#### Data provided
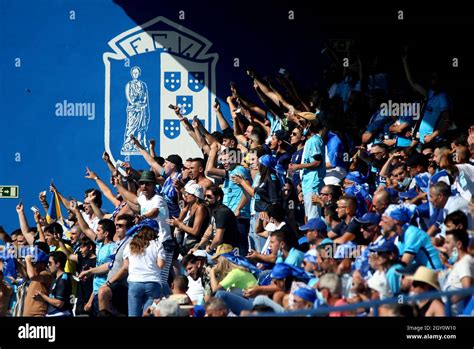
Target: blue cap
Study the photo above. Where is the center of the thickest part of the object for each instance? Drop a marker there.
(325, 242)
(268, 161)
(401, 213)
(149, 223)
(409, 194)
(281, 135)
(199, 311)
(307, 294)
(42, 257)
(386, 246)
(346, 250)
(311, 256)
(392, 192)
(314, 224)
(356, 176)
(369, 219)
(422, 181)
(302, 240)
(280, 271)
(283, 270)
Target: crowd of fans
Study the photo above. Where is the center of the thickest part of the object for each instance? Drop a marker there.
(301, 201)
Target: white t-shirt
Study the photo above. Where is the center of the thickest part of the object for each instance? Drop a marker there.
(462, 268)
(457, 203)
(144, 268)
(465, 181)
(195, 290)
(157, 201)
(92, 223)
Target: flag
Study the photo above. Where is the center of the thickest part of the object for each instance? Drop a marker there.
(54, 210)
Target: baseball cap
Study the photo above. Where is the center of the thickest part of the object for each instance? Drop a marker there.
(196, 190)
(314, 224)
(308, 294)
(175, 159)
(200, 253)
(311, 256)
(417, 159)
(386, 246)
(408, 195)
(369, 219)
(268, 161)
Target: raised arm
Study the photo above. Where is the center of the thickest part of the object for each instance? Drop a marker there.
(70, 256)
(106, 158)
(416, 86)
(271, 93)
(220, 117)
(198, 221)
(201, 141)
(63, 200)
(211, 169)
(82, 223)
(128, 196)
(43, 201)
(152, 148)
(31, 271)
(187, 125)
(246, 103)
(25, 230)
(102, 186)
(246, 186)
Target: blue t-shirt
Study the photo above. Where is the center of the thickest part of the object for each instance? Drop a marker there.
(403, 141)
(296, 159)
(104, 254)
(394, 279)
(378, 126)
(417, 242)
(233, 192)
(171, 195)
(295, 258)
(436, 104)
(361, 262)
(312, 179)
(335, 150)
(275, 123)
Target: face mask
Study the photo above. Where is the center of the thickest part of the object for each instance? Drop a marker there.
(405, 182)
(280, 253)
(454, 256)
(321, 299)
(412, 293)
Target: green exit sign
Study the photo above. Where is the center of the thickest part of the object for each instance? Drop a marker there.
(8, 191)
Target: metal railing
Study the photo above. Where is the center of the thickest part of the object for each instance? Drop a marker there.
(400, 300)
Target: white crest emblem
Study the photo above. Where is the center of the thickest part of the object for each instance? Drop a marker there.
(152, 66)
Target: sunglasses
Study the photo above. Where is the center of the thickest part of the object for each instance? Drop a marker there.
(416, 284)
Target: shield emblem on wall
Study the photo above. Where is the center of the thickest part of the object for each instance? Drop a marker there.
(171, 128)
(172, 81)
(196, 81)
(151, 60)
(185, 103)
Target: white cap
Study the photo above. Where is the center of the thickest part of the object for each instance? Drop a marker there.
(378, 282)
(200, 253)
(196, 190)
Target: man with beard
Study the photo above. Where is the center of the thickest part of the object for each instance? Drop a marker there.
(235, 197)
(413, 243)
(224, 222)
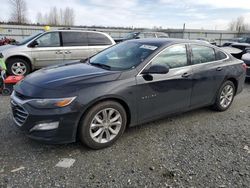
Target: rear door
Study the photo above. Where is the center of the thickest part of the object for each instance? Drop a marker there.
(75, 45)
(161, 94)
(48, 50)
(208, 73)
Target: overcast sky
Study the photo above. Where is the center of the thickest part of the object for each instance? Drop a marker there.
(197, 14)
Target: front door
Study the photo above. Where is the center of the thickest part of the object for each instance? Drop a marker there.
(48, 50)
(162, 94)
(208, 74)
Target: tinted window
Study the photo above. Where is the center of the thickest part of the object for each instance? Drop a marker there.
(149, 35)
(24, 41)
(220, 55)
(162, 35)
(74, 39)
(125, 55)
(202, 54)
(173, 57)
(141, 35)
(49, 40)
(97, 39)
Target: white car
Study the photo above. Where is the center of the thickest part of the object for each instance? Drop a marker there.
(53, 47)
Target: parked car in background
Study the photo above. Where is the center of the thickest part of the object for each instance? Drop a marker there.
(53, 47)
(5, 40)
(237, 40)
(131, 83)
(246, 59)
(210, 41)
(244, 47)
(142, 35)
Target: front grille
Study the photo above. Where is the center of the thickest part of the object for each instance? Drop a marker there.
(19, 113)
(21, 96)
########
Your objective: Copy out the lines from the one with "Target: parked car in background" through the end of the rows, requests included, and shift every coordinate in the answers by -50.

Response to the task:
Target: parked car in background
Study the photo above. Where is the center of the thickest part of the object for each instance? Drop a marker there.
(3, -3)
(-45, -10)
(187, -10)
(81, 33)
(196, 9)
(160, -9)
(194, -3)
(92, -15)
Target: front grille
Study the photo above. Where is the center of the thickest part of the object for each instance? Drop a marker there.
(-31, 63)
(-29, 46)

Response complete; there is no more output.